The problem =>
Copy the material below, swapping every "Segment" for "Outline" and leaving everything else as it is.

Record list =>
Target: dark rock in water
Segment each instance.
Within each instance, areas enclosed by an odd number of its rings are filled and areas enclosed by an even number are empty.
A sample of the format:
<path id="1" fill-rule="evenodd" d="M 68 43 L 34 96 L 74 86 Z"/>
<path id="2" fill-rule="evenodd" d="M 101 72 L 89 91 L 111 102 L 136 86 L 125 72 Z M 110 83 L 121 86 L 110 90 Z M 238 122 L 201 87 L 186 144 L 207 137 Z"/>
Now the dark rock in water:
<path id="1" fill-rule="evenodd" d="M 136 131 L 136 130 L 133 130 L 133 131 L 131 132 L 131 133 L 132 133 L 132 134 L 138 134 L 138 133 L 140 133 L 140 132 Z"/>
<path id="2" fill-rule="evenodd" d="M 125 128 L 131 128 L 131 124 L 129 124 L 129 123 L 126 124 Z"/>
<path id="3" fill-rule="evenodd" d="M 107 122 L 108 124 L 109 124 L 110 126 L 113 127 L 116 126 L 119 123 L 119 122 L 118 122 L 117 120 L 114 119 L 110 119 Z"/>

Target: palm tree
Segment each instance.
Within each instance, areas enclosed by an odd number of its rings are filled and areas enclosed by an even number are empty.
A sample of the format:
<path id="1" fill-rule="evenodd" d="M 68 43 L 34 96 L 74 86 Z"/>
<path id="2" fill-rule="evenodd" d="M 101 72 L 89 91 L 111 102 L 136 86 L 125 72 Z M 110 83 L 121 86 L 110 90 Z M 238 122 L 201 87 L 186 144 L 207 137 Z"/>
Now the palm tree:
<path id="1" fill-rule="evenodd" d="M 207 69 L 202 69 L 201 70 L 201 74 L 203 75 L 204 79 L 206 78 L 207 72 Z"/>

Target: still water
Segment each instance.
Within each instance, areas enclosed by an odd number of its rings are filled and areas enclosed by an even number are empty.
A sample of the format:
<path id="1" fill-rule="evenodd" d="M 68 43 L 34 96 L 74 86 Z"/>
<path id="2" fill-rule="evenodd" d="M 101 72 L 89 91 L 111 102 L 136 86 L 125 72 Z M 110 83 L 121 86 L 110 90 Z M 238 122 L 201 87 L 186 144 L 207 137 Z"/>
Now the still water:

Result of the exercise =>
Target: dark rock in water
Outline each instance.
Within each instance, areas enclosed by an odd number of its rings are filled and areas enclosed by an even number are empty.
A sample of the format:
<path id="1" fill-rule="evenodd" d="M 68 43 L 34 96 L 74 86 Z"/>
<path id="2" fill-rule="evenodd" d="M 101 72 L 89 91 L 111 102 L 136 86 L 125 72 Z M 110 83 L 121 86 L 110 90 Z M 238 122 L 201 87 L 186 144 L 207 137 Z"/>
Now the dark rock in water:
<path id="1" fill-rule="evenodd" d="M 136 131 L 136 130 L 133 130 L 133 131 L 131 132 L 131 133 L 132 133 L 132 134 L 138 134 L 138 133 L 140 133 L 140 132 Z"/>
<path id="2" fill-rule="evenodd" d="M 125 128 L 131 128 L 131 124 L 129 124 L 129 123 L 126 124 Z"/>
<path id="3" fill-rule="evenodd" d="M 107 122 L 108 124 L 109 124 L 110 126 L 113 127 L 116 126 L 119 123 L 119 122 L 118 122 L 117 120 L 114 119 L 110 119 Z"/>

Target: palm tree
Outline each instance.
Within each instance, areas enclosed by an odd number of its rings are filled and areas enclosed by an even number are empty.
A sample of the format:
<path id="1" fill-rule="evenodd" d="M 68 43 L 34 96 L 74 86 Z"/>
<path id="2" fill-rule="evenodd" d="M 101 72 L 89 91 L 111 102 L 136 86 L 125 72 Z M 110 83 L 121 86 L 110 90 Z M 238 122 L 201 87 L 186 144 L 207 137 Z"/>
Now the palm tree:
<path id="1" fill-rule="evenodd" d="M 207 69 L 202 69 L 201 70 L 201 74 L 203 75 L 204 79 L 206 78 L 207 72 Z"/>

Target: still water
Outline each instance.
Within each instance, areas enclosed by an odd number of its rings are filled and areas enclosed by an even number are empty.
A sample of the format:
<path id="1" fill-rule="evenodd" d="M 68 43 L 34 96 L 74 86 Z"/>
<path id="2" fill-rule="evenodd" d="M 101 72 L 89 91 L 111 102 L 136 86 L 125 72 Z M 110 83 L 121 86 L 110 90 Z M 238 122 L 201 87 L 186 144 L 207 137 Z"/>
Now the still water:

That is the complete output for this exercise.